--- Stated goal ---
Set down, without alteration, the lines from the one that contains "of the rear" through the final line of the material below.

— Start of Provided data —

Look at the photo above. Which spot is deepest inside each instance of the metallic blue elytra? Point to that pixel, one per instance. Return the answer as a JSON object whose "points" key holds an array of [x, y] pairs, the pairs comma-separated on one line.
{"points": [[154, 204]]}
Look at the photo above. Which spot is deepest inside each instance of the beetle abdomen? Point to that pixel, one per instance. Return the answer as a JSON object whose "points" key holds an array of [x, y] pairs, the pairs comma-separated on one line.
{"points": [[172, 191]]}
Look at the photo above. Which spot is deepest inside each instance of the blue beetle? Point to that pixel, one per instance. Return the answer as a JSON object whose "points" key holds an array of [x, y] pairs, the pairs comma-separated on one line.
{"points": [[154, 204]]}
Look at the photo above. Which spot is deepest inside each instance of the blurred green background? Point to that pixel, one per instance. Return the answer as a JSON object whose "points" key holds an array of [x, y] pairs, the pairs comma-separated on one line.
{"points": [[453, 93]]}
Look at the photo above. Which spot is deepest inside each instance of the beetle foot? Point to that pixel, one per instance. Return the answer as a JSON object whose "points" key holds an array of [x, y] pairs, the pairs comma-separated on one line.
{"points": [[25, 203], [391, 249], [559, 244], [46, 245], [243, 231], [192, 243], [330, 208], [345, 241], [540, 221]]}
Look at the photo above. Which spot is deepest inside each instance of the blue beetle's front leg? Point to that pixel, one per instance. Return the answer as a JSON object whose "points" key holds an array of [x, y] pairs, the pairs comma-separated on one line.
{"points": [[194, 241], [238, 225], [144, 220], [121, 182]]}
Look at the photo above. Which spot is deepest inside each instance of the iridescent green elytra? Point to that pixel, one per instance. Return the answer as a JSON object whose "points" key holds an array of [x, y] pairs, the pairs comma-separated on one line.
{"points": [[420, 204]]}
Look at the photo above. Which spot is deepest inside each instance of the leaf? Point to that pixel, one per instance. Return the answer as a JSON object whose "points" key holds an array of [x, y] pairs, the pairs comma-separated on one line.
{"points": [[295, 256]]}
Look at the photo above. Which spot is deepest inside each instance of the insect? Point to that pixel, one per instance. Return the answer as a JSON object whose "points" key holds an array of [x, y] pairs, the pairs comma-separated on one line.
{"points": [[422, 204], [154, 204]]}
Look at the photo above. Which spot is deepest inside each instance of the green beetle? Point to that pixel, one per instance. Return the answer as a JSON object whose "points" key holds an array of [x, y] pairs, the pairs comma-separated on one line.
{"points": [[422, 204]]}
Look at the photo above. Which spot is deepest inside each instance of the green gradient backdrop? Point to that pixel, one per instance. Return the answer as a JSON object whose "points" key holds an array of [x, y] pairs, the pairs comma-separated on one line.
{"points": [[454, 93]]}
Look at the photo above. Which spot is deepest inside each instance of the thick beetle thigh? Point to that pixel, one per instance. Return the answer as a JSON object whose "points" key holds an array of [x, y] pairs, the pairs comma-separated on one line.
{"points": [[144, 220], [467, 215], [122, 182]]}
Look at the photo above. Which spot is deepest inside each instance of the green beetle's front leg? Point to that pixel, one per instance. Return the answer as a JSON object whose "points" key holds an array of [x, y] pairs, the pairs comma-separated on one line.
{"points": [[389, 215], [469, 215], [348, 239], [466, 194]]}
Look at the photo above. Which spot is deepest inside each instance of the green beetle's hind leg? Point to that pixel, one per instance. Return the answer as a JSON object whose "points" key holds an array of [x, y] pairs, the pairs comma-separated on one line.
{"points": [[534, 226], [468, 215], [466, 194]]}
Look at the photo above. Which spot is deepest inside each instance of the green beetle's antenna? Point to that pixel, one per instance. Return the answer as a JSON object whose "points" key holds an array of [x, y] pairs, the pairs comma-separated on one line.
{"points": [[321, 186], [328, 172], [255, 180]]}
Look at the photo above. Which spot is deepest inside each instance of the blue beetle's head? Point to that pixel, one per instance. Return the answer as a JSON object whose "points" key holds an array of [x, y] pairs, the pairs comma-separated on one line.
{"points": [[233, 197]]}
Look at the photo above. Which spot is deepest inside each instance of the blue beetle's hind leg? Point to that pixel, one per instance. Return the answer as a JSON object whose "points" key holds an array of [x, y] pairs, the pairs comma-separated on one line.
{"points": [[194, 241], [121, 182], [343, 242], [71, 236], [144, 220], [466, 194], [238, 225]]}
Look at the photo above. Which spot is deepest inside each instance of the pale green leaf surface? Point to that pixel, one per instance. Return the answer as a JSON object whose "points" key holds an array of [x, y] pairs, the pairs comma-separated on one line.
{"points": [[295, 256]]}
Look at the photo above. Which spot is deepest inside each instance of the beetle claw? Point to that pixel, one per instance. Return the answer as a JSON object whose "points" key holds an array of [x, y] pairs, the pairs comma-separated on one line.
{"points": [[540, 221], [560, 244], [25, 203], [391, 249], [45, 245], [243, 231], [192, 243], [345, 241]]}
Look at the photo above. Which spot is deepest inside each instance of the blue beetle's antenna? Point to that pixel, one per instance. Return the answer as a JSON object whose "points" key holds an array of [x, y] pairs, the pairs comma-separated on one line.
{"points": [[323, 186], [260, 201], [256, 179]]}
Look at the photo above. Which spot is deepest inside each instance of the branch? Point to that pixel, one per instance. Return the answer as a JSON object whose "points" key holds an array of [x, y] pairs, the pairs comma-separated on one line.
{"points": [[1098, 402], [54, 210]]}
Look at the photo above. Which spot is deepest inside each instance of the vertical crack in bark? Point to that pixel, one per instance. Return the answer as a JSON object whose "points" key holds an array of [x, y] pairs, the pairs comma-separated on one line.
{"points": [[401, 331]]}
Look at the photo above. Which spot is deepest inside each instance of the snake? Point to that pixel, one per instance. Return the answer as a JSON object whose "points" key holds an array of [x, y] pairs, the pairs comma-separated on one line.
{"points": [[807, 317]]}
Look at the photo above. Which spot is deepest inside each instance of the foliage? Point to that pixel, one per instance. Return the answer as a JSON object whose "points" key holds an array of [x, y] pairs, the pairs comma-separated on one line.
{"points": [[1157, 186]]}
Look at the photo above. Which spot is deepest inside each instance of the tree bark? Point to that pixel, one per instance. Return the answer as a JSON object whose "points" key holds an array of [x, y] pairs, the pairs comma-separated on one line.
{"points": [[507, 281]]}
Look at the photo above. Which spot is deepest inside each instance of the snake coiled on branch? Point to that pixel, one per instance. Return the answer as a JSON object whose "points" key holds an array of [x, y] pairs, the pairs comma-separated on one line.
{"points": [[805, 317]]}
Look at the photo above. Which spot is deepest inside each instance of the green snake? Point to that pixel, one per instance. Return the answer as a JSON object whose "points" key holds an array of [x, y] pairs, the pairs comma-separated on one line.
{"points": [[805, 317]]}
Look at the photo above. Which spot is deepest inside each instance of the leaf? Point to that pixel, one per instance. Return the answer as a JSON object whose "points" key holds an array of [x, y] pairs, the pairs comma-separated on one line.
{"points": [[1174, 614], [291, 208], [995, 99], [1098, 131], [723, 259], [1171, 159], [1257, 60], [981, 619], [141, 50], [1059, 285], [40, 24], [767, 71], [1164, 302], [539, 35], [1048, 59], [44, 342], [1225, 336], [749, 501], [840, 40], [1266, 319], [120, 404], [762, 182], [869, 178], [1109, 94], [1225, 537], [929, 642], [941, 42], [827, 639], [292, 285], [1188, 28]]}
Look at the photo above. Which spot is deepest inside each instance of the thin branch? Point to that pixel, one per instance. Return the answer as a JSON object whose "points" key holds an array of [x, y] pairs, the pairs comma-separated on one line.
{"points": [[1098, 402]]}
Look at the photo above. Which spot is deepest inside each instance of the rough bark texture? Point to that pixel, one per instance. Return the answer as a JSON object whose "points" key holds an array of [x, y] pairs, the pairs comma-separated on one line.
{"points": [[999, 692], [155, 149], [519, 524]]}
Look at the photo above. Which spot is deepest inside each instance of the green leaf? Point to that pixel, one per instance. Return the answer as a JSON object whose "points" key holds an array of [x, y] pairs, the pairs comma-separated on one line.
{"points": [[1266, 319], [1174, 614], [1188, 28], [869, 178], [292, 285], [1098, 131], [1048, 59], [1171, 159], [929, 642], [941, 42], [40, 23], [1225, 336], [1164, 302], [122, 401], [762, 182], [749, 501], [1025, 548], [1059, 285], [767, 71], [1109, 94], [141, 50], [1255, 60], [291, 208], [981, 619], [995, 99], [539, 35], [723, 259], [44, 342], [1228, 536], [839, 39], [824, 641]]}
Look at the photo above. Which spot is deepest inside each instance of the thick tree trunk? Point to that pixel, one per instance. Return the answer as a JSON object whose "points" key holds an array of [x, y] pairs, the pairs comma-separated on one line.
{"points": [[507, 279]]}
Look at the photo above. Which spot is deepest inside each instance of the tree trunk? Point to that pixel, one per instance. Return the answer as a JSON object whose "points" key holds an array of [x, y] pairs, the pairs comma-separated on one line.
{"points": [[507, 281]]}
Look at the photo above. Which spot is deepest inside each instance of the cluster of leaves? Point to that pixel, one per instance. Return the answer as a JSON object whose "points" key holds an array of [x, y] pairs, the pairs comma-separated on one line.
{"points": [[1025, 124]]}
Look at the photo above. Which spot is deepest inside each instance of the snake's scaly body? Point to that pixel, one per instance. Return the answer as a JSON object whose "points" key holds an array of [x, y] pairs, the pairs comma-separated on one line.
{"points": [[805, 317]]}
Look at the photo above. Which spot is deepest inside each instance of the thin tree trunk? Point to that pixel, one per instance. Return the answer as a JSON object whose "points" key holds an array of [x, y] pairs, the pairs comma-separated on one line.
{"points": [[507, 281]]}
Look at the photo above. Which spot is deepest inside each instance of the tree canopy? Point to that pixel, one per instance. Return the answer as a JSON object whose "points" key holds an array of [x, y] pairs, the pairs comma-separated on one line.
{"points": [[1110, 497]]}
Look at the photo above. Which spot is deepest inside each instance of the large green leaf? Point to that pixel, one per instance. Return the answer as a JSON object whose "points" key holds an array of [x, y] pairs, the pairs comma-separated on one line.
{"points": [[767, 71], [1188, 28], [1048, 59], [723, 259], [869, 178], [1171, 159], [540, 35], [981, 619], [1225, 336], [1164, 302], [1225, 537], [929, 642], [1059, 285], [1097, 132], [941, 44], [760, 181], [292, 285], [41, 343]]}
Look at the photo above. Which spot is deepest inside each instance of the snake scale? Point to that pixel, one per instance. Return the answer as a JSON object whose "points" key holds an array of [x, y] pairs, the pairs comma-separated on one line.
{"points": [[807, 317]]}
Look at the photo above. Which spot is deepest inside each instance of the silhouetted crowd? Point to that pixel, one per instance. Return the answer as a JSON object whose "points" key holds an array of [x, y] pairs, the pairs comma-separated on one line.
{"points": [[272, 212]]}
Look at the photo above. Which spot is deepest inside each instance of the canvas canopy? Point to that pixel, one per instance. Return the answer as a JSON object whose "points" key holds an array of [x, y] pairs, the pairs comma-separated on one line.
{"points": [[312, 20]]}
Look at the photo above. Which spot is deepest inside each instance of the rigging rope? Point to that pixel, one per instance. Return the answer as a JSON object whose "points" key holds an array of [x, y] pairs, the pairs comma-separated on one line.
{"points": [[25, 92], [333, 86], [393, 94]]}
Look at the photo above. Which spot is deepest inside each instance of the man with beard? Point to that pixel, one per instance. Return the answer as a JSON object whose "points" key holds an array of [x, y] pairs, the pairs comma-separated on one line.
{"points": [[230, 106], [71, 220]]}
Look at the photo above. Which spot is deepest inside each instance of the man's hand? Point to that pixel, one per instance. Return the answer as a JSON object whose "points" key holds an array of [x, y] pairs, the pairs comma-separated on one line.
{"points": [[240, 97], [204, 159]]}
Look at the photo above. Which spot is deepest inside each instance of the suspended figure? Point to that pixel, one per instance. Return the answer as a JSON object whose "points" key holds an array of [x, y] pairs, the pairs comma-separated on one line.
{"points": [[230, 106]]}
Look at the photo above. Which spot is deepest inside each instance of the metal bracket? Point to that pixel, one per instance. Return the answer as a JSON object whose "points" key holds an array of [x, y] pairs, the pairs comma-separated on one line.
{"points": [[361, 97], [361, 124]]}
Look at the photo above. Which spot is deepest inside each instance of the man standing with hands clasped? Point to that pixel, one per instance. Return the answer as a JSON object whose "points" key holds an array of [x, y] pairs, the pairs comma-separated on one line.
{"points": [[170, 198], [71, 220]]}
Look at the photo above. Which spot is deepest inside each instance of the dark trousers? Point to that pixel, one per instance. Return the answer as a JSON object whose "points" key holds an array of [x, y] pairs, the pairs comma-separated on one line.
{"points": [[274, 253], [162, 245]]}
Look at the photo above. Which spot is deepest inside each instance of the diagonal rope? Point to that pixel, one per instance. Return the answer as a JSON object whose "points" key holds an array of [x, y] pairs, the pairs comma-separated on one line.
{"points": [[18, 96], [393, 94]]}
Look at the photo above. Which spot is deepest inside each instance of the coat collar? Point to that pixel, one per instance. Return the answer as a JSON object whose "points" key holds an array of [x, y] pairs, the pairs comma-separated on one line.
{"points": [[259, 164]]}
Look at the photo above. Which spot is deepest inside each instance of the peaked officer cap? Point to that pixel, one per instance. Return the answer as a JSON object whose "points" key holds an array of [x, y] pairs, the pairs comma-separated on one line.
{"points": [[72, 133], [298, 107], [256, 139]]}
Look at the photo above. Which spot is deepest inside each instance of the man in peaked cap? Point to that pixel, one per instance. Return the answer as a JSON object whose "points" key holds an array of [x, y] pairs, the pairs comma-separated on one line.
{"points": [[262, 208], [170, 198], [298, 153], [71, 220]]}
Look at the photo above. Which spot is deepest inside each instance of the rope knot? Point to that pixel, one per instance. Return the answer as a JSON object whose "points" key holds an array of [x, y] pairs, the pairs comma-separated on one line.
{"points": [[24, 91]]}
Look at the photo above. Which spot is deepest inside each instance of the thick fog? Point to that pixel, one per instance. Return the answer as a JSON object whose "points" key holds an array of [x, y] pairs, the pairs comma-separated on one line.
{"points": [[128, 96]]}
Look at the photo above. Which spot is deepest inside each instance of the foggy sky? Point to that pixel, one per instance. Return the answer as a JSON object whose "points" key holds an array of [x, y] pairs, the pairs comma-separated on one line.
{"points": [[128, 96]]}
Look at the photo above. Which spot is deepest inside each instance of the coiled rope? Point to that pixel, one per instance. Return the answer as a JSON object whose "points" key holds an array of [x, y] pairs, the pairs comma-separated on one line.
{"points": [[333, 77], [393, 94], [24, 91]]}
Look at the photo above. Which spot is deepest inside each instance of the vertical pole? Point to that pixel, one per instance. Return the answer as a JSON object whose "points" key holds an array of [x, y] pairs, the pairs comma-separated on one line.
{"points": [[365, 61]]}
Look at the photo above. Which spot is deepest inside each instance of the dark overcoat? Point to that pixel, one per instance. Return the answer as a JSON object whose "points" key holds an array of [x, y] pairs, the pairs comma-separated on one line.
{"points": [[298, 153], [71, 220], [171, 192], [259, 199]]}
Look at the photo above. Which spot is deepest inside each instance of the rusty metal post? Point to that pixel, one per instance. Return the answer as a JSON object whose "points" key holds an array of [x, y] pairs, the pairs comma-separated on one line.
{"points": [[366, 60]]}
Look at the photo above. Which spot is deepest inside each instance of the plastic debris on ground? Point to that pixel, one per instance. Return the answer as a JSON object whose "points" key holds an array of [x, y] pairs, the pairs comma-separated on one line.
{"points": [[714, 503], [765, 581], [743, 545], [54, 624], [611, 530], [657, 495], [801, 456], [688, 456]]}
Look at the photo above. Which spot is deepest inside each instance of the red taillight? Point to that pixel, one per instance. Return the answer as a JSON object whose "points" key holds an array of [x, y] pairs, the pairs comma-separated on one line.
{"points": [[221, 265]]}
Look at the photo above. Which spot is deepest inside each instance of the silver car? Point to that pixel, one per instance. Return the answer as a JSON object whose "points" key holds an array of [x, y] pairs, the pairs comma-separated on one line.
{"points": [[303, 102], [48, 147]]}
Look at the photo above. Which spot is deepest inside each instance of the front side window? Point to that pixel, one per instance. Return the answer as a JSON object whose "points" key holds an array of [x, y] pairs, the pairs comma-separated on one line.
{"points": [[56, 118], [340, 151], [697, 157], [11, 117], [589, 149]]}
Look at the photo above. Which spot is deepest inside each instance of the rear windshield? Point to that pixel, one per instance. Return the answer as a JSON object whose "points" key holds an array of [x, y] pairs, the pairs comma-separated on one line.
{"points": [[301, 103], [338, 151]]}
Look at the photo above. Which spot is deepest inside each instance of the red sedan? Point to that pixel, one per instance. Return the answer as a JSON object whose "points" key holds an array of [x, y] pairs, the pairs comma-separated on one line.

— End of Provided data —

--- Answer to this task ---
Look at the photo above. Which spot is deepest inside each instance of the rear windshield? Point to that pixel, one per instance. Return the answer as a JSON object whose "points" key holds an array of [x, y] pairs, the pairs comma-separated on one line.
{"points": [[301, 103], [338, 151]]}
Look at the photo above. Which spot is deepest inside each instance of the red sedan? Point to that pixel, one per instance. Return the answer as a JSON object whose "points" key holds an array of [x, y] pairs, the pairs comma-separated on one line.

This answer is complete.